*PASSAGE SHOWN*:
** start **

DATE=$(date +%Y%m%d_%H%M%S)
# Create backup directory
mkdir -p "$BACKUP_DIR/$DATE"
# Backup schema
clickhouse-client --query="SHOW CREATE TABLE rspamd.rspamd" > "$BACKUP_DIR/$DATE/schema.sql"
# Backup data (last 30 days)
clickhouse-client --query="SELECT * FROM rspamd.rspamd WHERE Date >= today() - 30 FORMAT Native" > "$BACKUP_DIR/$DATE/data.native"
# Compress backup
tar -czf "$BACKUP_DIR/rspamd_backup_$DATE.tar.gz" -C "$BACKUP_DIR" "$DATE"
rm -rf "$BACKUP_DIR/$DATE"
# Cleanup old backups (keep 30 days)
find "$BACKUP_DIR" -name "rspamd_backup_*.tar.gz" -mtime +30 -delete
Security Considerations
Secure your ClickHouse installation:
<!-- /etc/clickhouse-server/config.d/network.xml -->
<yandex>
<listen_host>127.0.0.1</listen_host>
<!-- Only allow local connections for security -->
<!-- If you need remote access, use proper authentication -->
<!-- <listen_host>0.0.0.0</listen_host> -->
</yandex>
For production environments with remote access:
<!-- /etc/clickhouse-server/users.d/rspamd.xml -->
<yandex>
<users>
<rspamd_user>
<password_sha256_hex>your_secure_password_hash</password_sha256_hex>
<networks>
<ip>127.0.0.1</ip>
<ip>10.0.0.0/8</ip>
<!-- Add your network ranges -->
</networks>
<profile>default</profile>
<quota>default</quota>
<databases>
<database>rspamd</database>
</databases>
</rspamd_user>
</users>
</yandex>
Troubleshooting
Common Issues
-
Connection problems:
# Check ClickHouse status
sudo systemctl status clickhouse-server
# Test connection
clickhouse-client --query="SELECT 1"

** end **

*GIVEN ENTRIES*:
** start **

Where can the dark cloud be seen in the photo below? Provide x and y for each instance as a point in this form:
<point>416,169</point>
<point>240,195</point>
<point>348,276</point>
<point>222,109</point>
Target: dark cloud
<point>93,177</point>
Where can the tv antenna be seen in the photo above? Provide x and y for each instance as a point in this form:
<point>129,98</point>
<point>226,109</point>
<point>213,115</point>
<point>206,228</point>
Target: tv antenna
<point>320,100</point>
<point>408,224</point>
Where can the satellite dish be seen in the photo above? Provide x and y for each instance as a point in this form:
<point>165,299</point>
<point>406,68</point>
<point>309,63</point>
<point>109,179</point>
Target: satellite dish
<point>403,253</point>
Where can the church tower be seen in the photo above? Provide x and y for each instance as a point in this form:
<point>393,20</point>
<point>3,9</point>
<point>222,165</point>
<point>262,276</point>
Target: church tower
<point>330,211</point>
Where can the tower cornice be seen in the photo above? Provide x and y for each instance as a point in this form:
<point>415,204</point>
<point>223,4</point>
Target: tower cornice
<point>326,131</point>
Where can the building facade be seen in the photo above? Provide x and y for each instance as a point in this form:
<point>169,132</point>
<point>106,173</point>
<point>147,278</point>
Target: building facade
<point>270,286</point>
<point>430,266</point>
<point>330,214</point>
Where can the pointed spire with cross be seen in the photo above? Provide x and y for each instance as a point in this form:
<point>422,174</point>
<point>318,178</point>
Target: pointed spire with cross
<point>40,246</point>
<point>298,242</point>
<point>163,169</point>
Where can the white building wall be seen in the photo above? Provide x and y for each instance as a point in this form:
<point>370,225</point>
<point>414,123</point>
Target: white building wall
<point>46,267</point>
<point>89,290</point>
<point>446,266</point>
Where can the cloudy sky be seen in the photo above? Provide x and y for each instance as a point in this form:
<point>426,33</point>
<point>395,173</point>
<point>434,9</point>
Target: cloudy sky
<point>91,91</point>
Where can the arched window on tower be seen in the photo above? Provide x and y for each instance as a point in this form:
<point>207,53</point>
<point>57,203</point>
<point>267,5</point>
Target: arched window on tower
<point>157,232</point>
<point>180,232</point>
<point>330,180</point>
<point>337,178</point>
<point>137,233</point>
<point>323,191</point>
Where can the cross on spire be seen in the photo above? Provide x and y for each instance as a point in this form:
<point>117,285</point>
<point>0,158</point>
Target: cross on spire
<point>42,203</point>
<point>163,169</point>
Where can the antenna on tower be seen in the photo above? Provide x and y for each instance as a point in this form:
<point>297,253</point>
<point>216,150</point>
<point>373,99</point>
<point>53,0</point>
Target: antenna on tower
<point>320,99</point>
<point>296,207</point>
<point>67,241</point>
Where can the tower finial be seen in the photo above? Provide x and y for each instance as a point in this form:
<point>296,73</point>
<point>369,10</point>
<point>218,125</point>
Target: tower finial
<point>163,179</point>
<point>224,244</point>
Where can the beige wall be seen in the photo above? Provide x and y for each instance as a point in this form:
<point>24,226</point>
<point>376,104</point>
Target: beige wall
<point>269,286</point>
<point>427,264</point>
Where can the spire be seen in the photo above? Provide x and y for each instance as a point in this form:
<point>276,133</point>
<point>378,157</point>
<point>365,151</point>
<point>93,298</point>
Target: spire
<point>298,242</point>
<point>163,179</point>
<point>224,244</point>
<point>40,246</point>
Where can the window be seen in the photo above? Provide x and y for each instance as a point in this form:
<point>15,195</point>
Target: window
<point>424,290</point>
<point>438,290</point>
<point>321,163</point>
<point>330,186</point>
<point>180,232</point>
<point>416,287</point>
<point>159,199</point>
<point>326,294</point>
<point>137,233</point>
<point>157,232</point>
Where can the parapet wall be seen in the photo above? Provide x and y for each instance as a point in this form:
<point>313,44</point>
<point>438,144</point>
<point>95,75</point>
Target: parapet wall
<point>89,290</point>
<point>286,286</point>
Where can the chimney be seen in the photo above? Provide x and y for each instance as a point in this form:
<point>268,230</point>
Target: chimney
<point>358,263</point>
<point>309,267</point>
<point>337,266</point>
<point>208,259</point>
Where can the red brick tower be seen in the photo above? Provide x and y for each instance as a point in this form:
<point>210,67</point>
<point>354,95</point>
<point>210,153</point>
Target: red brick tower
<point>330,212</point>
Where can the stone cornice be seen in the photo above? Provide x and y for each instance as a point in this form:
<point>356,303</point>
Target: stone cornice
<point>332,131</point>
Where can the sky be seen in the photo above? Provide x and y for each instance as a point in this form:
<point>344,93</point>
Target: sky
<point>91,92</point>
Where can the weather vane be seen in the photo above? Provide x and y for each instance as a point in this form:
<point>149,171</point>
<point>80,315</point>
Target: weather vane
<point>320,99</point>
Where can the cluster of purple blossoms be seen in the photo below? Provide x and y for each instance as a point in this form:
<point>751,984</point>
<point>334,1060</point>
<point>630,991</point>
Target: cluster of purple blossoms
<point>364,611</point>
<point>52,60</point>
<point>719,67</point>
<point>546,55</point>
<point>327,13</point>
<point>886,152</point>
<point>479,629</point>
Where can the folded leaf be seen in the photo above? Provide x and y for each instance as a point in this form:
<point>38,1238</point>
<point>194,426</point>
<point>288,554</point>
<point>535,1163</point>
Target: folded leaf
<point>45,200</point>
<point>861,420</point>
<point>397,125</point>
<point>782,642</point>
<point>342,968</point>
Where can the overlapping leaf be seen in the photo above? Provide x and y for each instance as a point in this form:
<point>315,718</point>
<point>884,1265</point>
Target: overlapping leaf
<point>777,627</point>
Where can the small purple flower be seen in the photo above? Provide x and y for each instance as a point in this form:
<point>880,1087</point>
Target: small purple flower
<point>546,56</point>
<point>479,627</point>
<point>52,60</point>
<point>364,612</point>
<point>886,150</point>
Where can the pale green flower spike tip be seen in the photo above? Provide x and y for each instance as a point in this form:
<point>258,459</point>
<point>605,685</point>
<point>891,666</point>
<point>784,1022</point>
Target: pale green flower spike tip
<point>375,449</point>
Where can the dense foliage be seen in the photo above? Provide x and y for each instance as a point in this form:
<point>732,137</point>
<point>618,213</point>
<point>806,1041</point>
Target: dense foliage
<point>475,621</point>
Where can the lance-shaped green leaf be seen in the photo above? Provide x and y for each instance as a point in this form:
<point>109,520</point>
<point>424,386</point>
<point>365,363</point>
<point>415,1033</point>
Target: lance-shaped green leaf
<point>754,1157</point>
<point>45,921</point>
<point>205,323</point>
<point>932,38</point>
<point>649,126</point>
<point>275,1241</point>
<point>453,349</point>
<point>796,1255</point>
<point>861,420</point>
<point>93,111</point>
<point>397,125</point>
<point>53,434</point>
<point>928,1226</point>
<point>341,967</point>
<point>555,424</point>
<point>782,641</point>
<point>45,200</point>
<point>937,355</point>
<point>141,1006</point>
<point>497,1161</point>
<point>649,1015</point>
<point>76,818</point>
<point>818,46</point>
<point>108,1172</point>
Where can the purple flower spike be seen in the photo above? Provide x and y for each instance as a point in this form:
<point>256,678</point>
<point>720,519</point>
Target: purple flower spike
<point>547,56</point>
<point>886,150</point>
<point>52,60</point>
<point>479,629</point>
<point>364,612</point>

** end **

*LIST OF TASKS*:
A: In the ClickHouse passage, rewrite the block that begins "For production environments with remote access" as a short bulleted list that keeps its main settings.
B: Carry the ClickHouse passage forward, picking up right after its final command.

*TASK-BY-TASK RESULTS*:
A:
- For production environments with remote access, in /etc/clickhouse-server/users.d/rspamd.xml
- User: rspamd_user
- Password: a SHA-256 hash in password_sha256_hex (placeholder: your_secure_password_hash)
- Networks: 127.0.0.1 and 10.0.0.0/8, plus your own network ranges
- Profile: default
- Quota: default
- Database: rspamd

B:
# Check Rspamd logs
grep -i clickhouse /var/log/rspamd/rspamd.log -
Performance issues:
-- Check query performance
SELECT query, elapsed FROM system.query_log
WHERE type = 'QueryFinish'
ORDER BY elapsed DESC
LIMIT 10;
-- Monitor resource usage
SELECT * FROM system.metrics
WHERE metric LIKE '%Memory%' OR metric LIKE '%CPU%'; -
Data consistency:
-- Check for missing data
SELECT Date, count() as Messages
FROM rspamd
WHERE Date >= today() - 7
GROUP BY Date
ORDER BY Date;
-- Verify table integrity
CHECK TABLE rspamd;
This comprehensive guide provides everything needed to build a powerful mail analytics platform using ClickHouse with Rspamd.